* Exercise
Copy every line of the items below word for word, leaving out the pictures.
**** Records supplied ****
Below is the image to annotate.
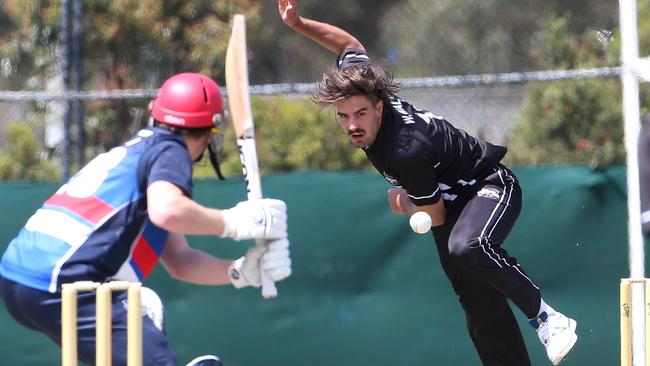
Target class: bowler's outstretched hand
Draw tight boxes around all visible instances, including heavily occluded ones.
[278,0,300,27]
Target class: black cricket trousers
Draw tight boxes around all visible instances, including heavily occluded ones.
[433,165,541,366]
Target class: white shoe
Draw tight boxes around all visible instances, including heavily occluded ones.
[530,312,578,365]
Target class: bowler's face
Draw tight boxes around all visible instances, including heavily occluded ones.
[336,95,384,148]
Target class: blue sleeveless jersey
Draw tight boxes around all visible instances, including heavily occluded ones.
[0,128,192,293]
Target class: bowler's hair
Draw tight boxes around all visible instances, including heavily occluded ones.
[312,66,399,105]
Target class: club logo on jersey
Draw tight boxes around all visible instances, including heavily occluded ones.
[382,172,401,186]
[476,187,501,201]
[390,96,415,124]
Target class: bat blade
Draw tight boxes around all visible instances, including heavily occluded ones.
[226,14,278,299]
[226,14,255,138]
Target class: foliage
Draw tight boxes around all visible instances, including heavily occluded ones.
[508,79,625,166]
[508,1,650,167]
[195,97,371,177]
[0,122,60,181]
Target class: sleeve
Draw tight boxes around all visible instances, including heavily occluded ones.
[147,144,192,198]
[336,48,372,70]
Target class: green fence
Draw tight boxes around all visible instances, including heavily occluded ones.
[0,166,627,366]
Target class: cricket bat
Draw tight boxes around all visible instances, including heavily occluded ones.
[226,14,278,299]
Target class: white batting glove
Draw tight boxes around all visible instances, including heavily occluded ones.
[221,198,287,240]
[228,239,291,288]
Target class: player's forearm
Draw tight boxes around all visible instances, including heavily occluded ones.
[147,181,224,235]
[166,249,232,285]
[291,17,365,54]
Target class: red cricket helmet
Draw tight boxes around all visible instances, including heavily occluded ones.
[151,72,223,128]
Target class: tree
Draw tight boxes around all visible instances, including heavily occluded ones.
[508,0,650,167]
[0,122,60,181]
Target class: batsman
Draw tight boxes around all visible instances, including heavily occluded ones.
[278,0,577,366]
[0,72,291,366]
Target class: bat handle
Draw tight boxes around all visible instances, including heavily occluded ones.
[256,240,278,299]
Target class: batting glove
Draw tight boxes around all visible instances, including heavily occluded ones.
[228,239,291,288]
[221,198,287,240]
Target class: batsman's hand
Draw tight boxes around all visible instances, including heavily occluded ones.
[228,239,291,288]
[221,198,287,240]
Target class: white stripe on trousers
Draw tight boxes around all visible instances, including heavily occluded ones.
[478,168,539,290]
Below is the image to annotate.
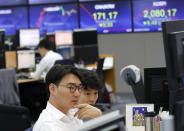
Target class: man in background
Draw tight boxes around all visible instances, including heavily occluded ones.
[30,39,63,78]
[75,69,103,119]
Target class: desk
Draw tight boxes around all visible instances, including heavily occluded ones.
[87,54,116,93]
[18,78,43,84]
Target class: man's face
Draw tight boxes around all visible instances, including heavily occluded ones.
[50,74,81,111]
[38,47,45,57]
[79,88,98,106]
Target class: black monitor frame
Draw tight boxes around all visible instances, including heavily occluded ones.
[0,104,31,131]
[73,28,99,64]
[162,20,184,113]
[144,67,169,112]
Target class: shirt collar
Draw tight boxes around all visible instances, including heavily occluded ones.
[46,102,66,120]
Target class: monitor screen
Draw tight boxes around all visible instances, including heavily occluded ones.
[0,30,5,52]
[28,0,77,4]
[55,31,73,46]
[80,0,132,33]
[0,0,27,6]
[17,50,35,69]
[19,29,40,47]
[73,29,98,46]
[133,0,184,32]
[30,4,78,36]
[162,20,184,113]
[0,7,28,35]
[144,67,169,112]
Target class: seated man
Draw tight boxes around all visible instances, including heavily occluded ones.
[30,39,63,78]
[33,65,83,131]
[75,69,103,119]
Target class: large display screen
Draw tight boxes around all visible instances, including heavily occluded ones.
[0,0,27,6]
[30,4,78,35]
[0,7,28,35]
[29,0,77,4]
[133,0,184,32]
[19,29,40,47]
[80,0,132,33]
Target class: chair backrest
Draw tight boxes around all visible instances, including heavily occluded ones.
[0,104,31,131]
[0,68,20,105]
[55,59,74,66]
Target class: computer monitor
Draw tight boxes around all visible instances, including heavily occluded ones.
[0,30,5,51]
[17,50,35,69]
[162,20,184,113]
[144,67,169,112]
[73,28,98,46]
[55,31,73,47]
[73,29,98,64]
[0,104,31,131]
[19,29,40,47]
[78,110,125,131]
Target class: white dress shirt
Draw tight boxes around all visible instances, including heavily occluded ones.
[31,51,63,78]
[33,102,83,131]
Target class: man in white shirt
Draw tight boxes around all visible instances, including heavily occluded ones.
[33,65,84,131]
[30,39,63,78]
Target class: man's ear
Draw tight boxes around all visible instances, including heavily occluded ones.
****
* Finished answer
Below is the image to annotate.
Target class: bowler's outstretched hand
Draw tight boxes around all visible instances, including heavily occluded ones.
[278,0,300,27]
Target class: black cricket trousers
Draw tight boxes around all visible instances, including heavily occluded ones.
[433,165,541,366]
Target class: white shoe
Draw tight boxes around all visible instances, including heavily occluded ones.
[530,312,578,365]
Target class: bowler's face
Draw tight boxes around all visible instances, including heavily occluded ones.
[336,95,384,148]
Target class: blue sleeveless jersey
Draw tight boxes around all visible instances, including heavily occluded ones.
[0,128,192,293]
Target class: bowler's hair
Draw tight boxes around all visible instances, including heavily occluded ones.
[312,66,399,105]
Target class: club logo on jersey
Draw tight boxes around all visible instances, including heavily occluded ones.
[382,172,401,186]
[476,187,501,201]
[390,96,415,124]
Target class: bat blade
Draw tight boxes around all visible instances, including heavily occluded ones.
[226,14,278,299]
[226,14,255,138]
Target class: foliage
Draw tight boxes around all visible instances, including heavily occluded ones.
[508,79,625,166]
[508,1,650,167]
[195,97,371,177]
[0,122,60,181]
Target class: sleeve
Draw tight boxes around all visible instances, including heavily occluded ones.
[147,144,192,198]
[336,48,372,70]
Target class: green fence
Draw tight boxes around all visible instances, including heavily occluded ones.
[0,166,627,366]
Target class: cricket bat
Draw tight boxes around all visible instances, including heavily occluded ones.
[226,14,278,299]
Target class: white batting glove
Draw tight boxes around all visible instances, including heavily occluded ones.
[221,198,287,240]
[228,239,291,288]
Target class: player's forearm
Draw tight boxes around all visible instances, including heavily occluded ones.
[147,181,224,235]
[166,249,232,285]
[291,17,365,54]
Target class: red cricket helmet
Draw tight boxes around all visible instances, including heavily occluded ones.
[151,72,223,128]
Target class: tree
Draw tight boxes around all visible instances, including heavily occluded ones.
[508,0,650,167]
[0,122,60,181]
Target class: batsman
Draw tight boxes around all visible instances, including heavily occluded ones.
[278,0,577,366]
[0,72,291,366]
Target class: bat handle
Draw tight boxes around all visible instances, including heavily occluded ones.
[256,240,278,299]
Target class: batting glove
Draw tight boxes around all visible instances, including heavily occluded ones.
[228,239,291,288]
[221,198,287,240]
Target class: batsman's hand
Draw tight boxes around all visible instances, including heavily occluded ones.
[228,239,291,288]
[221,198,287,240]
Target class: white stripe on trousers
Draw tight boxes around all visible instances, including heavily occluded ones.
[478,168,539,290]
Below is the image to annotate.
Target class: man in background
Draw tight boxes around all visible instances, including heavily occluded ones.
[30,39,63,78]
[75,69,103,119]
Target class: desk
Draw tight boxes around all visible instances, including heavily occluded ones.
[87,54,116,93]
[18,78,43,84]
Target class: man's face
Draw tight boxes around all visible instances, including heavily occluded ones.
[50,74,81,111]
[38,47,45,57]
[79,88,98,106]
Target class: black monitor frame
Draw tight boxes around all visible instances, including heavily occluded ones.
[0,104,31,131]
[73,28,99,64]
[162,20,184,113]
[144,67,169,112]
Target class: shirt collar
Draw tight boxes around all visible instances, including heavily occluded ones.
[46,102,66,120]
Target class: monitor screen
Draw tight boxes around all visible instances, including heavily occluded ones.
[0,30,5,52]
[28,0,77,4]
[55,31,73,46]
[80,0,132,33]
[0,0,27,6]
[17,50,35,69]
[19,29,40,47]
[73,29,98,46]
[133,0,184,32]
[30,4,78,36]
[162,20,184,113]
[0,7,28,35]
[144,67,169,112]
Target class: seated man
Draw tight boxes around all visible instances, including heavily occluded ones.
[30,39,63,78]
[33,65,83,131]
[75,69,103,119]
Target class: large display screen
Draw tight boxes around all visible instances, including heavily occluded ones.
[0,0,27,6]
[30,4,78,35]
[0,7,28,35]
[29,0,77,4]
[133,0,184,32]
[19,29,40,47]
[80,0,132,33]
Target class: chair backrest
Draw tight boxes around all visible instances, including heavily occluded ones.
[0,104,31,131]
[0,68,20,105]
[55,59,74,66]
Target class: computer monitor
Draw tight boxes around all visible instances, including heavily occluded ones.
[0,30,5,51]
[17,50,35,69]
[162,20,184,113]
[144,67,169,112]
[73,28,98,46]
[55,31,73,47]
[73,29,98,64]
[0,104,31,131]
[19,29,40,47]
[78,110,125,131]
Target class: white dress shirt
Draw tight boxes around all visible instances, including heavily occluded ones.
[31,51,63,78]
[33,102,83,131]
Target class: man in white shirt
Draw tight boxes around all visible instances, including heavily occluded ones.
[33,65,84,131]
[30,39,63,78]
Target class: man's ear
Draw tight boxes around all visible instances, including heavily occluded ones.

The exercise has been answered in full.